__Short exercise__
Copy out the data below, swapping every "bounding box" for "rectangle" and keeping everything else the same.
————
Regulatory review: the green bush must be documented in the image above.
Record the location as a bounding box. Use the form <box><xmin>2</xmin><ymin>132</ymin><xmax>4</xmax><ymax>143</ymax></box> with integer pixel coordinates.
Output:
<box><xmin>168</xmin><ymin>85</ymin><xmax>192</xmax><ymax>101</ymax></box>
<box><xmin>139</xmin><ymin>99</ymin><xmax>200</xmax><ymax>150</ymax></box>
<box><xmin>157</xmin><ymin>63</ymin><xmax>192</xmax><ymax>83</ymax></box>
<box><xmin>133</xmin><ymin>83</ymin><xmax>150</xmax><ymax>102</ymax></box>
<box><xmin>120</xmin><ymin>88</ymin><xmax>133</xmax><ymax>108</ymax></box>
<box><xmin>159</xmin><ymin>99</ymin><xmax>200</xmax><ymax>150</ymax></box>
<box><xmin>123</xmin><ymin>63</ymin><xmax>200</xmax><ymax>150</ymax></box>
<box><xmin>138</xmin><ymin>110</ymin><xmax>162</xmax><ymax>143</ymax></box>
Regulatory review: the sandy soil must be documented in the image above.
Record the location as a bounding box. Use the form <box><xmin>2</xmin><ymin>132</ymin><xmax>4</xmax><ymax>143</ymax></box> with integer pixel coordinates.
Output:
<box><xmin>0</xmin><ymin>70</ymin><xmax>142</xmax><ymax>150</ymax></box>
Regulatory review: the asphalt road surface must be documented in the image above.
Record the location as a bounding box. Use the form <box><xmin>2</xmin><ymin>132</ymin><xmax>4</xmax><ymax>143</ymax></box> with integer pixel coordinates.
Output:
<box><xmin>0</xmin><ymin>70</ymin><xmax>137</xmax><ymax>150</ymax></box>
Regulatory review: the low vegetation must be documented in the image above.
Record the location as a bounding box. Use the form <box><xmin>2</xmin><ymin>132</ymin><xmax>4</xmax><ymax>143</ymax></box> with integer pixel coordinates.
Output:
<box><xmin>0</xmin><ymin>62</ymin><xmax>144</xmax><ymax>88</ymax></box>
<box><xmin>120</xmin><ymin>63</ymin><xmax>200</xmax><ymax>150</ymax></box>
————
__Task answer__
Regulatory review: the green bush must be documented in the image above.
Record the location as a rectangle. Use the form <box><xmin>2</xmin><ymin>132</ymin><xmax>4</xmax><ymax>143</ymax></box> with integer pixel coordinates.
Output:
<box><xmin>168</xmin><ymin>85</ymin><xmax>192</xmax><ymax>101</ymax></box>
<box><xmin>139</xmin><ymin>99</ymin><xmax>200</xmax><ymax>150</ymax></box>
<box><xmin>157</xmin><ymin>63</ymin><xmax>192</xmax><ymax>83</ymax></box>
<box><xmin>133</xmin><ymin>83</ymin><xmax>150</xmax><ymax>102</ymax></box>
<box><xmin>120</xmin><ymin>88</ymin><xmax>133</xmax><ymax>108</ymax></box>
<box><xmin>159</xmin><ymin>99</ymin><xmax>200</xmax><ymax>150</ymax></box>
<box><xmin>123</xmin><ymin>63</ymin><xmax>200</xmax><ymax>150</ymax></box>
<box><xmin>138</xmin><ymin>110</ymin><xmax>162</xmax><ymax>143</ymax></box>
Regulatory review: the sandy soil must be documented in the image above.
Record the location as a rectangle. Use the form <box><xmin>2</xmin><ymin>132</ymin><xmax>4</xmax><ymax>143</ymax></box> with integer pixel coordinates.
Output:
<box><xmin>0</xmin><ymin>70</ymin><xmax>142</xmax><ymax>150</ymax></box>
Regulatory review: the asphalt road surface must be documented in the image above.
Record the location as a rectangle. Use the form <box><xmin>2</xmin><ymin>132</ymin><xmax>4</xmax><ymax>143</ymax></box> with integer pixel coordinates.
Output:
<box><xmin>0</xmin><ymin>70</ymin><xmax>137</xmax><ymax>150</ymax></box>
Regulatory review: the low vegetation must be documented in the image above.
Record the location as a rectangle. Use the form <box><xmin>2</xmin><ymin>132</ymin><xmax>4</xmax><ymax>143</ymax></box> with integer pixel coordinates.
Output:
<box><xmin>0</xmin><ymin>62</ymin><xmax>144</xmax><ymax>88</ymax></box>
<box><xmin>120</xmin><ymin>63</ymin><xmax>200</xmax><ymax>150</ymax></box>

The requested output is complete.